Convert the stretch of the listing below, from the line containing "Q: Locate a point on each instance of the sign" through the end of the listing, into a JSON list of strings with one string per line, omitting blank lines. Leave the pictures out of the result.

··· DATA ROWS

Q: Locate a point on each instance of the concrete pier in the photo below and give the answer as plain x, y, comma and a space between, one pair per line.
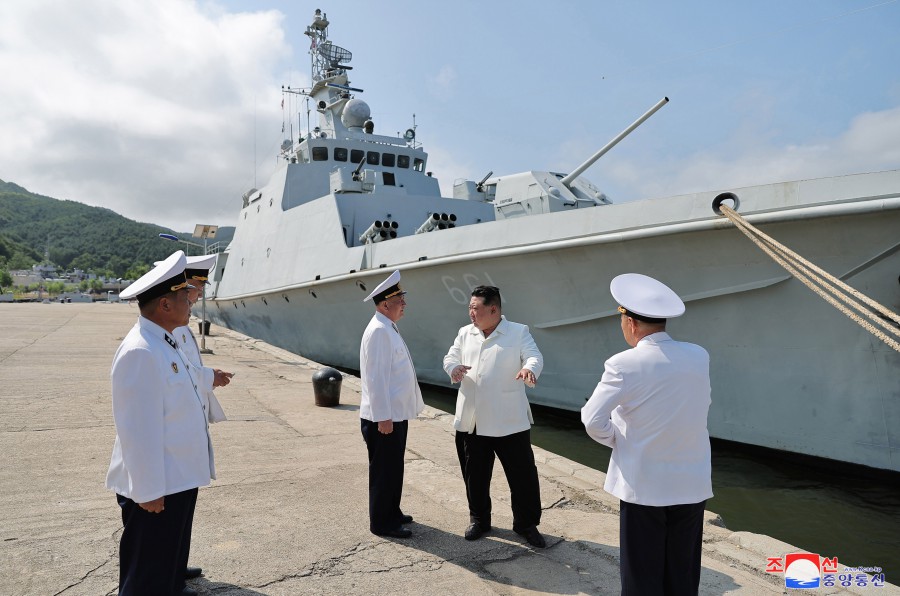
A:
288, 514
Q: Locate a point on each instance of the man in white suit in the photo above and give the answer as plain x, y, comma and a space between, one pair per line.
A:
390, 398
162, 452
197, 274
651, 407
493, 359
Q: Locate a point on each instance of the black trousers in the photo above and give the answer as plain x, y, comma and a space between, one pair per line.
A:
660, 549
154, 548
386, 453
476, 459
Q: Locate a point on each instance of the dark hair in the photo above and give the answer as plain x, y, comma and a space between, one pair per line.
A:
490, 295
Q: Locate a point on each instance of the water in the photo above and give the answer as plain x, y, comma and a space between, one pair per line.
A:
850, 514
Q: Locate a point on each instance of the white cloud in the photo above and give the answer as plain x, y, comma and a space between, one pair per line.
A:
148, 109
442, 83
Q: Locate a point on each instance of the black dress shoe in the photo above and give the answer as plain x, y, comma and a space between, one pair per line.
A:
192, 572
476, 531
398, 532
533, 537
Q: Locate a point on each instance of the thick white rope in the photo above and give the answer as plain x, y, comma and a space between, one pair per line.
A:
810, 275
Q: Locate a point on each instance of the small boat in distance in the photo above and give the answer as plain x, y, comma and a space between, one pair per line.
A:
347, 206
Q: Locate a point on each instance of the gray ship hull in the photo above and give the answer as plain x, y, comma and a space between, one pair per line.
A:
789, 371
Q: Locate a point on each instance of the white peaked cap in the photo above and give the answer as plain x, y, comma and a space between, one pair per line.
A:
645, 296
158, 280
386, 289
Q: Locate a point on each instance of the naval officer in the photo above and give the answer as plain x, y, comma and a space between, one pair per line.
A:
651, 407
390, 398
162, 451
197, 275
492, 359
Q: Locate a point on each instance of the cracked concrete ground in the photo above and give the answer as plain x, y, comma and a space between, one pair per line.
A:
288, 514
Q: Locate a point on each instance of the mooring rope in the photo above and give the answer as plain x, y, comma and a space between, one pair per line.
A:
810, 275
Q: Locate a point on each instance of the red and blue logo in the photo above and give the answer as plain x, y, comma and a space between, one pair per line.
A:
802, 571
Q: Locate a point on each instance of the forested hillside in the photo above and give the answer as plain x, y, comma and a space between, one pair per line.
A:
79, 236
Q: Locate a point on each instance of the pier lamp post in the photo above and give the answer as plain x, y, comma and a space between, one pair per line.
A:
205, 232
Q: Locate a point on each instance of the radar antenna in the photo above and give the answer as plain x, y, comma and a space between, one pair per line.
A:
480, 186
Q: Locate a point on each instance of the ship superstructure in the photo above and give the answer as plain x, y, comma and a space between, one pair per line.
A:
347, 206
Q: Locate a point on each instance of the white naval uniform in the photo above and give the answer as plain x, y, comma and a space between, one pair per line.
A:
490, 400
162, 442
651, 407
188, 343
389, 387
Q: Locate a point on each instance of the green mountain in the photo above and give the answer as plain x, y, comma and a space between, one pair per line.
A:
79, 236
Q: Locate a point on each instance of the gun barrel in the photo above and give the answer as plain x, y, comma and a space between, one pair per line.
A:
567, 180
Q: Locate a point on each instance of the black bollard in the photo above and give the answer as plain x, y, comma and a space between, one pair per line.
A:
327, 387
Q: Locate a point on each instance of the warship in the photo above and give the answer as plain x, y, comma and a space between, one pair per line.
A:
347, 206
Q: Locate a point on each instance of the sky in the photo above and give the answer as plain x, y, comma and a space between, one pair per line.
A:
168, 111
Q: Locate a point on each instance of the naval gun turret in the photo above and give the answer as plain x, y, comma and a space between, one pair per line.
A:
536, 192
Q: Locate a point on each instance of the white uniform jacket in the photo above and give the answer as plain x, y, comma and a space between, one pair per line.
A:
651, 407
188, 343
162, 442
389, 387
490, 400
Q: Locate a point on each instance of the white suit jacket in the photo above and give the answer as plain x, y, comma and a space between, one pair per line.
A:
389, 387
490, 399
651, 407
188, 343
162, 442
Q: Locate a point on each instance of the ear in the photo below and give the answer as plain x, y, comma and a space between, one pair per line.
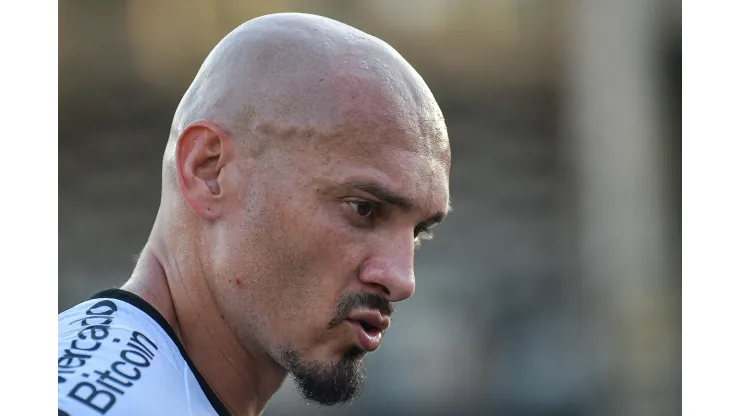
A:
201, 155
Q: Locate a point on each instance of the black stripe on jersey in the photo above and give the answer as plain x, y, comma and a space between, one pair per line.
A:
148, 309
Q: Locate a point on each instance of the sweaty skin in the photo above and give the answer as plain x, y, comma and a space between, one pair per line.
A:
302, 162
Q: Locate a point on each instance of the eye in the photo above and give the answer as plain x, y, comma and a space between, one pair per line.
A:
363, 208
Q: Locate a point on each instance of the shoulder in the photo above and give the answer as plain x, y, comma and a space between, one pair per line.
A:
115, 360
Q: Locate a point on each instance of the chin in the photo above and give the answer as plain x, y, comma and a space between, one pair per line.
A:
331, 382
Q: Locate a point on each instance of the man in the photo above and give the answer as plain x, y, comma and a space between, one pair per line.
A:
304, 163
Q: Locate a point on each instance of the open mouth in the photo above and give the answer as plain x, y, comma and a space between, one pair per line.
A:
371, 329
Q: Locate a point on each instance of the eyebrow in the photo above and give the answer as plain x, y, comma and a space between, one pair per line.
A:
389, 197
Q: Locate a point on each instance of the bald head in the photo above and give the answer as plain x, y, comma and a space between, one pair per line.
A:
280, 74
305, 162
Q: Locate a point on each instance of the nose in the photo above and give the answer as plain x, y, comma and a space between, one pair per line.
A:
392, 268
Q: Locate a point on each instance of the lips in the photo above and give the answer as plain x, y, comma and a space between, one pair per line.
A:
369, 327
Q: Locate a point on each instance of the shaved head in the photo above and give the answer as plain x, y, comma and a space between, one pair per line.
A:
304, 164
289, 73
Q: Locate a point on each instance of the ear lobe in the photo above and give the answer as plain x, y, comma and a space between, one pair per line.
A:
200, 158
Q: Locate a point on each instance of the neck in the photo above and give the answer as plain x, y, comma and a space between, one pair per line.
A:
243, 378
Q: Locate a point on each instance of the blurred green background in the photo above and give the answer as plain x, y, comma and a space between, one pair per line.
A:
553, 288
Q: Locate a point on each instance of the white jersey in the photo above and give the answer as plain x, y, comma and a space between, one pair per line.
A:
118, 356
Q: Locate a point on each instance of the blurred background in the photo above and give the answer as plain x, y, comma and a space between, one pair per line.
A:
552, 289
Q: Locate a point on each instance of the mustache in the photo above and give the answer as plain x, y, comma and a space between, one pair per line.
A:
348, 302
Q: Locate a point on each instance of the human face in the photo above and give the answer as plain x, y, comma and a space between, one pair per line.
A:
322, 244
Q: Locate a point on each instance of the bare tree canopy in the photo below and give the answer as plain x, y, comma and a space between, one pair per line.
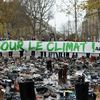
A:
40, 13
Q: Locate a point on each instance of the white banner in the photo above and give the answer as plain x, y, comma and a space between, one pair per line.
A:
50, 46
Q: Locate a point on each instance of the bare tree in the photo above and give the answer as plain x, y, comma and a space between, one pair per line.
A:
72, 7
40, 13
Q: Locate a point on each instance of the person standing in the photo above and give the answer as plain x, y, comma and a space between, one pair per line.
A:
43, 53
33, 52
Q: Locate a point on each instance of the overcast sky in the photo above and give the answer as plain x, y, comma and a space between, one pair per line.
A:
60, 18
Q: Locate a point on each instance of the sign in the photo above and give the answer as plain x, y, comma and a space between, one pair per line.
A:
50, 46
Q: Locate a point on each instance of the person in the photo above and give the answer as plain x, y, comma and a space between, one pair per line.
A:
33, 52
22, 50
60, 53
43, 53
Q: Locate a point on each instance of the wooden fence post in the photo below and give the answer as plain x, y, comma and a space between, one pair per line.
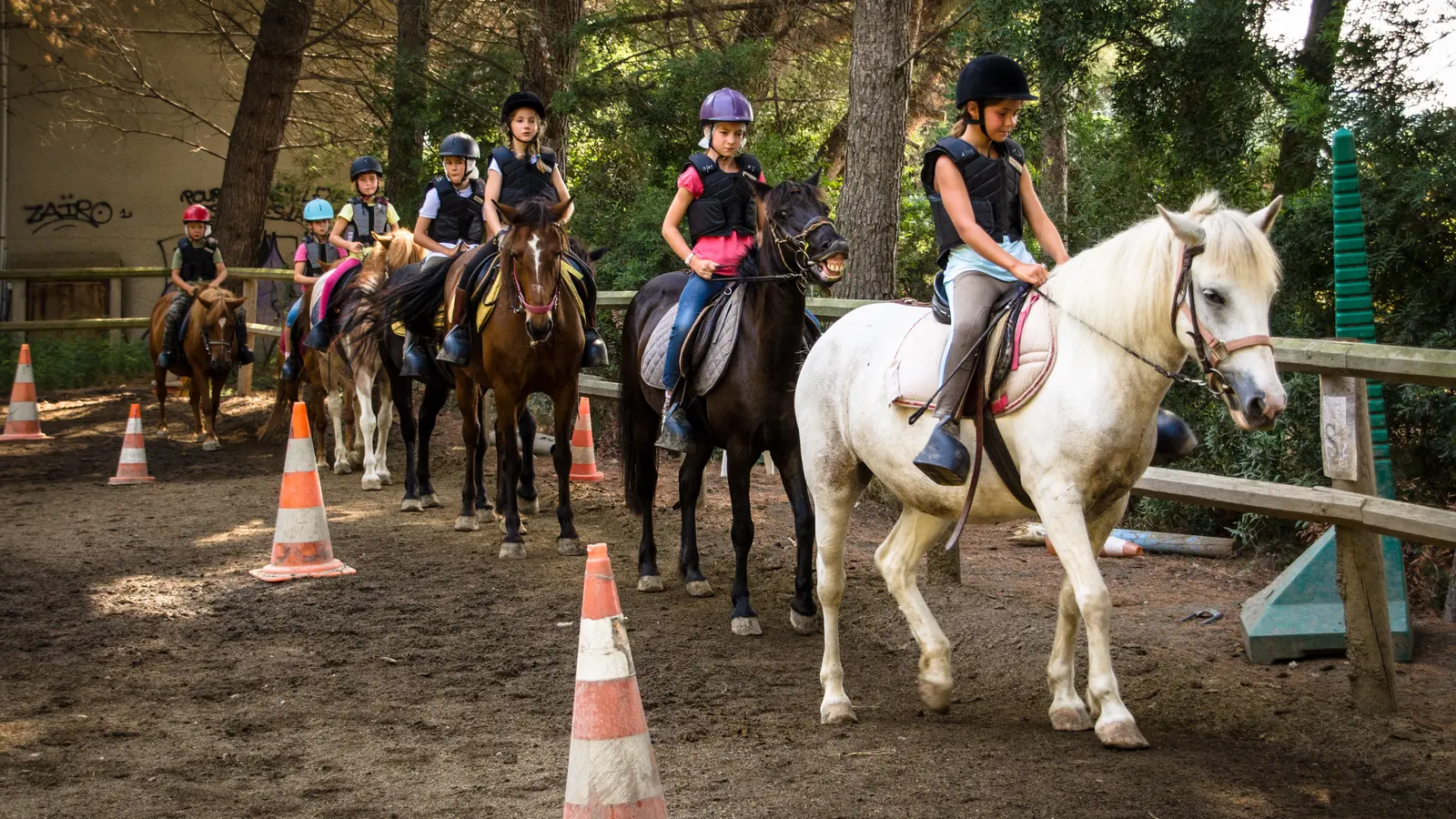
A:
245, 373
1360, 569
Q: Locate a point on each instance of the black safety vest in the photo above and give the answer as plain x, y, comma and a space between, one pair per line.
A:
521, 178
459, 217
319, 254
727, 203
994, 184
369, 219
197, 263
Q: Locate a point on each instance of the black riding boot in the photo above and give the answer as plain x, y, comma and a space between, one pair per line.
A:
677, 431
944, 458
171, 356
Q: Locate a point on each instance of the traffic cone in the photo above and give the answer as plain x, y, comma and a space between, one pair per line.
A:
133, 465
612, 773
22, 421
582, 450
302, 545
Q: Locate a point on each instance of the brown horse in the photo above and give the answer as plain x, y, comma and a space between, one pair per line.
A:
208, 350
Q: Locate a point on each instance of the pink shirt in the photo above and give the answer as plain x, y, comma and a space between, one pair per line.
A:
725, 251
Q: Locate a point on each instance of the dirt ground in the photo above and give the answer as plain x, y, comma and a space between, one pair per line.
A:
143, 673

······

THE COMPLETED TASK »
[
  "Q: Locate a point on each instance of the sign in the photo above and give the answer as plain x, y, comma and a space between, one pair per line.",
  "A:",
  "50, 46",
  "Q: Locate a point on each instance of the person in the photo above and give the answer as plain x, y, comma and a space between, one pair per line.",
  "A:",
  "33, 52",
  "22, 50",
  "60, 53",
  "43, 53",
  "Q: Locate a point on each instance of the wooden fence post in the photo below and give the answer as plain x, y, comma and a space between, one pair per line.",
  "A:",
  "245, 373",
  "1360, 569",
  "Q: Locate a point on each instance of the black safety vest in the photo above and give the answer as plain x, y, comma and a space between, one pair per line.",
  "A:",
  "521, 178",
  "459, 217",
  "319, 254",
  "727, 203",
  "994, 184",
  "369, 219",
  "197, 263",
  "Q: Locate a point on each instance of the black riding boot in the photo above and give the answer as plain x, y, comma and a space between, one pair per line.",
  "A:",
  "677, 431",
  "944, 458",
  "171, 356",
  "Q: Locate a point on each instance of the traffic cone in the photo above and give the answer as plain x, y, comma and a space between, one pair per line.",
  "A:",
  "133, 465",
  "612, 773",
  "22, 421",
  "582, 450",
  "302, 545",
  "Q: Locate a point on each instance of the brown horse in the photo above and give the answer as plain x, y, comma and a space between, one pair per line.",
  "A:",
  "208, 350",
  "Q: Locate a point on each instance of the pink shirt in the photo above and give the answer as plain x, y, comma and a space between, one pair per line.",
  "A:",
  "725, 251",
  "Q: Locate a point on each instance of the dirt ground in the photo above and give the answer as plain x, y, comma and a space between, one pair per line.",
  "A:",
  "143, 673"
]